> [EXERCISE DETAILS]: Copy out the listing below, swapping each "Spot" for "Locate" and keeping everything else the same.

Point placement listing:
........
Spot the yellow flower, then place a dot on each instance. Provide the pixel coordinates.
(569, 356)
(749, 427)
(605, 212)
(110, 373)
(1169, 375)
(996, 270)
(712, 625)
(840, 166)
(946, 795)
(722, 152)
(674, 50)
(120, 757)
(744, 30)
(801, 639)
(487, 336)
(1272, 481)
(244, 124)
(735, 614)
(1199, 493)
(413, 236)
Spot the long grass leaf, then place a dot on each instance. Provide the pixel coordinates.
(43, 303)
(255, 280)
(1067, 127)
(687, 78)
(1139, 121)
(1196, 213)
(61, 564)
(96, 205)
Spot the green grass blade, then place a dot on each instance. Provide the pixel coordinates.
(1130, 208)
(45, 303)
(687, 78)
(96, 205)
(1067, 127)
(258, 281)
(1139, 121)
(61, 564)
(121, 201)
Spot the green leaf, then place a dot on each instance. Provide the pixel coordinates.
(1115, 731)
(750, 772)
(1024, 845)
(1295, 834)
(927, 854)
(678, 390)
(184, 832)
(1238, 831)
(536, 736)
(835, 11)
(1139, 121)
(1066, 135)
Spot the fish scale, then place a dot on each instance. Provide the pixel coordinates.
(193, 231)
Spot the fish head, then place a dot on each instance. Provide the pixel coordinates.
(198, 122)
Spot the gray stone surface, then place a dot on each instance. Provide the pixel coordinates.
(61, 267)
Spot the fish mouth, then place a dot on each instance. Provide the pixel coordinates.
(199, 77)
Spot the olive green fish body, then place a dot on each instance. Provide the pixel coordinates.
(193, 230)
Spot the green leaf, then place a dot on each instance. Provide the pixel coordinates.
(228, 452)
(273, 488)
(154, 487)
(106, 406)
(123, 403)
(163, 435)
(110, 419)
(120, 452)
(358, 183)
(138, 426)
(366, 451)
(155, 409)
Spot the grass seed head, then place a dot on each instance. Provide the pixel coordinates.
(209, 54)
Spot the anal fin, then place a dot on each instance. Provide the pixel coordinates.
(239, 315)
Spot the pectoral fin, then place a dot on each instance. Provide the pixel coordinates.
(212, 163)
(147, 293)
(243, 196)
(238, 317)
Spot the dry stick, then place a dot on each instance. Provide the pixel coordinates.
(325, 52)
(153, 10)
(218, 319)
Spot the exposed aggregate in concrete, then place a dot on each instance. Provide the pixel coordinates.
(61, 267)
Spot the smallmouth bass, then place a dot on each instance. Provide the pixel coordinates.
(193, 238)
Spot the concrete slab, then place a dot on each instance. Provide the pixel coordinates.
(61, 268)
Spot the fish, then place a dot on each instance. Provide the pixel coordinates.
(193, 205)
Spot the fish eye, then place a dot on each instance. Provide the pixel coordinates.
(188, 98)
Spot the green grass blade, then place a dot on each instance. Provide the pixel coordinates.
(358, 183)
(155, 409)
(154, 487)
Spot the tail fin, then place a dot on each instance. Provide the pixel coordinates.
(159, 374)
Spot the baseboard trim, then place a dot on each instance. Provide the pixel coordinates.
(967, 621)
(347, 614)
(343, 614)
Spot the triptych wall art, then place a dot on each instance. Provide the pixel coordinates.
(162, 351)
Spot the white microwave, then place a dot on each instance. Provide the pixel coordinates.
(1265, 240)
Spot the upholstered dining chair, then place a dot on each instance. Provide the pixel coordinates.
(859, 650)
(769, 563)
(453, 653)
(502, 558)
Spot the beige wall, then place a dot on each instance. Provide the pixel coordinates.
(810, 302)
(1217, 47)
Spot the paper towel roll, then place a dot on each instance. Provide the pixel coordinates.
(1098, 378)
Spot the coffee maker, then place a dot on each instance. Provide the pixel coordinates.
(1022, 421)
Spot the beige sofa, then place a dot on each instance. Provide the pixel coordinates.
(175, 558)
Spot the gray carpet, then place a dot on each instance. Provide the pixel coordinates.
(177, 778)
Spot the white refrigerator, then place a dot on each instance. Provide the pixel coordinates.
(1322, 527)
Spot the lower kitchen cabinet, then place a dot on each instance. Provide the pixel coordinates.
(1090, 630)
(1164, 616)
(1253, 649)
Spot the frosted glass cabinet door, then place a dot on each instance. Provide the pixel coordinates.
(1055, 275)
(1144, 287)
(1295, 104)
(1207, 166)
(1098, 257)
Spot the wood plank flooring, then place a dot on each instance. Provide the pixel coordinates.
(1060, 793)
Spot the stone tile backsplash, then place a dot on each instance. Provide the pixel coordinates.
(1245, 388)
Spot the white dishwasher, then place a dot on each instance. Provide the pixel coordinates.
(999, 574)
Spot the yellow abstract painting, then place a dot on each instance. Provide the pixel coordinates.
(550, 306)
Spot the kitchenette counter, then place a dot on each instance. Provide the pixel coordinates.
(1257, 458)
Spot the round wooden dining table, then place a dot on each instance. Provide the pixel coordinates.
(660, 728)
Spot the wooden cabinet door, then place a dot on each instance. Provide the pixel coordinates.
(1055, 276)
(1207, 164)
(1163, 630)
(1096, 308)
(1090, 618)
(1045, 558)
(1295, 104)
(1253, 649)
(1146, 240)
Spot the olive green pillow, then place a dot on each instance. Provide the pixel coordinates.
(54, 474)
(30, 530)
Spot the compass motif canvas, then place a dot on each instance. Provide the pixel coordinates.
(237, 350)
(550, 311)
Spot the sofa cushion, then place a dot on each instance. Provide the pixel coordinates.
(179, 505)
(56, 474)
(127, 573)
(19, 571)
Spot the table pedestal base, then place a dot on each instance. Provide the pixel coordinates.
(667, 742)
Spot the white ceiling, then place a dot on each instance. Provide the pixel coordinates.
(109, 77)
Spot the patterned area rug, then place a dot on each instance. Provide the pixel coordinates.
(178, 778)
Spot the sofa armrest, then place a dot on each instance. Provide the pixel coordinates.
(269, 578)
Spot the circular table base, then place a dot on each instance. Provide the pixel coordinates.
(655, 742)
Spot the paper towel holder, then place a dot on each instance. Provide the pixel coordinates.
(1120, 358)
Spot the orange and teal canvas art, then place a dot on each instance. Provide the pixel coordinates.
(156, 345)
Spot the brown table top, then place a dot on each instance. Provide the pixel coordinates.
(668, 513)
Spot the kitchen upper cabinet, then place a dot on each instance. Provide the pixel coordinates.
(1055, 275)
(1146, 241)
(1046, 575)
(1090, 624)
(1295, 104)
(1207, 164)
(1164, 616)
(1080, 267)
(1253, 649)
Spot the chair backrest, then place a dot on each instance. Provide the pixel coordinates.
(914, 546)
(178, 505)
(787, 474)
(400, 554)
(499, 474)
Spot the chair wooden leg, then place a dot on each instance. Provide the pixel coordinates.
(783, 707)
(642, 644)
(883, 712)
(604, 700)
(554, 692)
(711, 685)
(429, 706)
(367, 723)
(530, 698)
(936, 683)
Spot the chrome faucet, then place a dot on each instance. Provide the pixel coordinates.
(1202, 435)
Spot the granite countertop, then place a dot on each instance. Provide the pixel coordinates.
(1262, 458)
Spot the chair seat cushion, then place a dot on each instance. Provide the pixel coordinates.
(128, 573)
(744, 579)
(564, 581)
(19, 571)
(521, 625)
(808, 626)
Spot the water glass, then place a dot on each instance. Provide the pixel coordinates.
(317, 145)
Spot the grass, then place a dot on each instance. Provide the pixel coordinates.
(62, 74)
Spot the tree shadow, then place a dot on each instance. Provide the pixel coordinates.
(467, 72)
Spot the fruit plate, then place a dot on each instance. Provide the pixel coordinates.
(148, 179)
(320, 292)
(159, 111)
........
> [FULL OUTPUT]:
Locate the yellow flower, then place a dot on each instance. Provide the pixel coordinates.
(569, 356)
(749, 427)
(605, 212)
(110, 373)
(1169, 375)
(996, 270)
(712, 625)
(840, 166)
(946, 795)
(722, 152)
(674, 50)
(120, 757)
(744, 30)
(801, 639)
(487, 336)
(1272, 481)
(244, 124)
(735, 614)
(1199, 493)
(413, 236)
Locate the long grass leaf, then place a dot on each instance. Provide the pixel coordinates.
(43, 303)
(255, 280)
(1067, 127)
(687, 78)
(1139, 121)
(1196, 213)
(61, 564)
(96, 205)
Locate the green grass blade, then place a dot on each instance. Provide the pixel coordinates.
(1130, 208)
(45, 303)
(687, 78)
(96, 205)
(1067, 127)
(258, 281)
(1139, 121)
(61, 564)
(121, 201)
Locate the green leaf, then place a dot on each instance. Provide the pixel coordinates.
(1115, 731)
(750, 772)
(1024, 845)
(1295, 834)
(927, 854)
(678, 390)
(184, 832)
(1238, 831)
(536, 736)
(835, 11)
(1139, 121)
(1066, 135)
Locate the fish scale, then place a dot on each instance. Provide the pixel coordinates.
(193, 231)
Locate the fish head, then place a dot on each instance. Provide the pixel coordinates.
(198, 122)
Locate the gray stone surface, then place a dot on each instance. Provide the pixel coordinates.
(61, 267)
Locate the fish mouth, then place a dot on each instance. Provide the pixel coordinates.
(199, 77)
Locate the olive green fish body, then place a dot on each instance. Provide the pixel coordinates.
(193, 230)
Locate the green leaf, then place a dot on each instance. Provide the pixel coordinates.
(228, 452)
(273, 488)
(154, 487)
(106, 406)
(123, 403)
(163, 435)
(110, 419)
(120, 452)
(358, 183)
(138, 426)
(366, 451)
(155, 409)
Locate the grass seed head, then place a dot on each instance. Provide the pixel coordinates.
(209, 54)
Locate the anal fin, then place a dot on each instance. Provide the pixel coordinates.
(239, 315)
Locate the pectoral fin, then place a dot on each instance. Provide the pixel coordinates.
(212, 163)
(147, 293)
(243, 196)
(238, 317)
Locate the dry stick, then place a dot on each instance. Provide the pixel coordinates.
(325, 52)
(153, 10)
(218, 319)
Locate the exposed aggregate in concrete, then place a dot on each instance. Provide the pixel coordinates.
(61, 267)
Locate the smallmouth bass, then place a dot on each instance. Provide the pixel coordinates.
(193, 238)
Locate the concrete slab, then place a dot on each instance. Provide the pixel coordinates.
(61, 268)
Locate the fish, then place a dot on each instance. Provide the pixel coordinates.
(193, 205)
Locate the fish eye, then place a dot on each instance. Provide the pixel coordinates.
(188, 98)
Locate the green grass blade, then place a dot on each instance. Provide the pixel coordinates.
(358, 183)
(155, 409)
(154, 487)
Locate the tail fin, then place a dot on each instance. Provide the pixel coordinates.
(159, 374)
Locate the baseboard trim, then place a dot on each instance. Provide the pixel coordinates.
(967, 621)
(347, 614)
(343, 614)
Locate the triptych wall art, then place a dot on each instance. Provide the pixel coordinates.
(162, 351)
Locate the white microwave, then place a dot on each instance. Provide the pixel coordinates.
(1265, 240)
Locate the upholstered dining chair, then place a dot on each instance. Provide the pixel coordinates.
(859, 650)
(769, 563)
(453, 653)
(502, 558)
Locate the beige wall, then place a dot on each instance. Provide the pixel coordinates.
(810, 302)
(1217, 47)
Locate the paper towel roll, then place a dot on each instance. Provide the pixel coordinates.
(1098, 378)
Locate the coffee maker, then place a dot on each instance. Provide the pixel coordinates.
(1022, 421)
Locate the beige sofa, then place a dot on each instance. Provide the pixel coordinates.
(175, 558)
Locate the gray carpet, then place a dot on each instance. Provide the pixel coordinates.
(177, 778)
Locate the white refrigerator, then place a dot on each instance. Provide the pixel coordinates.
(1322, 527)
Locate the lower kitchen cabinet, then place a dot on each instance. Provide the pixel coordinates.
(1090, 630)
(1164, 616)
(1253, 649)
Locate the frosted glass cabinet door, then place a dot on each instance. Provide the pixel coordinates.
(1055, 275)
(1144, 287)
(1295, 104)
(1207, 166)
(1098, 257)
Locate the wood plank flooring, then place a dot on each instance. Provide the pixel coordinates.
(1060, 793)
Locate the stone tile backsplash, then place a dot on each instance. Provide the pixel coordinates.
(1245, 388)
Locate the white dishwasher, then place a dot on each instance. Provide the pixel coordinates.
(999, 574)
Locate the yellow abstract painting, then place a dot on each instance. Provide the pixel coordinates.
(550, 306)
Locate the kitchenette counter, then place a dot on each instance. Provide the pixel coordinates.
(1257, 458)
Locate the round wooden dining table, then place a dot on each instance. Provide the pixel coordinates.
(660, 728)
Locate the wooden cabinet door, then place a dot on each instance. Provide the pixel coordinates.
(1055, 276)
(1207, 164)
(1163, 630)
(1096, 308)
(1090, 618)
(1045, 558)
(1295, 104)
(1253, 649)
(1146, 240)
Locate the olive green pillow, then place a dot on each instance. Provide the pixel coordinates.
(54, 474)
(30, 530)
Locate the compass motif canvas, then place a dot on each instance. Provide the pixel coordinates.
(237, 350)
(550, 311)
Locate the sofa cushion, then place a dot on each instance. Provide the pixel coordinates.
(179, 505)
(56, 474)
(127, 573)
(19, 571)
Locate the table pedestal base, then place a dot on each instance. Provide the pixel coordinates.
(667, 742)
Locate the white ceiling, then place a dot on each instance. Provide the pixel coordinates.
(109, 77)
Locate the patterned area rug, then place a dot on each instance. Provide the pixel coordinates.
(178, 778)
Locate the sofa armrest, then place a dot on each instance. Provide the pixel coordinates.
(269, 578)
Locate the circular table base, then place a dot on each instance. Provide the pixel coordinates.
(655, 742)
Locate the paper towel holder, then place a dot on each instance. Provide the pixel coordinates.
(1120, 358)
Locate the orange and teal canvas art, then place a dot on each instance. Provide the pixel coordinates.
(156, 345)
Locate the brown table top, then place a dot on each instance. Provide the pixel coordinates.
(668, 513)
Locate the kitchen upper cabinet, then place a dot on each instance. Provide the pixel coordinates.
(1055, 275)
(1146, 241)
(1046, 575)
(1090, 624)
(1295, 104)
(1207, 164)
(1164, 616)
(1080, 267)
(1253, 649)
Locate the chair backrest, then place a dot on each instance. Provide the pixel coordinates.
(914, 546)
(178, 505)
(787, 474)
(400, 554)
(499, 474)
Locate the chair wooden leg, then place a dot on each instance. Provide the pixel coordinates.
(783, 707)
(642, 644)
(883, 712)
(604, 700)
(554, 692)
(711, 685)
(429, 706)
(367, 723)
(530, 698)
(936, 683)
Locate the chrome faucet, then place a dot on each instance. Provide the pixel coordinates.
(1202, 435)
Locate the granite countertop, then place a dot on each instance. Provide the pixel coordinates.
(1262, 458)
Locate the chair seat cushion, then place a dot on each instance. Provide the pixel coordinates.
(128, 573)
(744, 579)
(564, 581)
(19, 571)
(521, 625)
(808, 626)
Locate the water glass, then place a dot on each instance. Provide the pixel coordinates.
(317, 145)
Locate the grass, then place a dot on each instance. Provide the pixel coordinates.
(62, 74)
Locate the tree shadow, then place a dot on each instance. Provide the pixel coordinates.
(467, 72)
Locate the fruit plate, then place a dot on each instance. Provide the pixel coordinates.
(148, 179)
(320, 292)
(159, 111)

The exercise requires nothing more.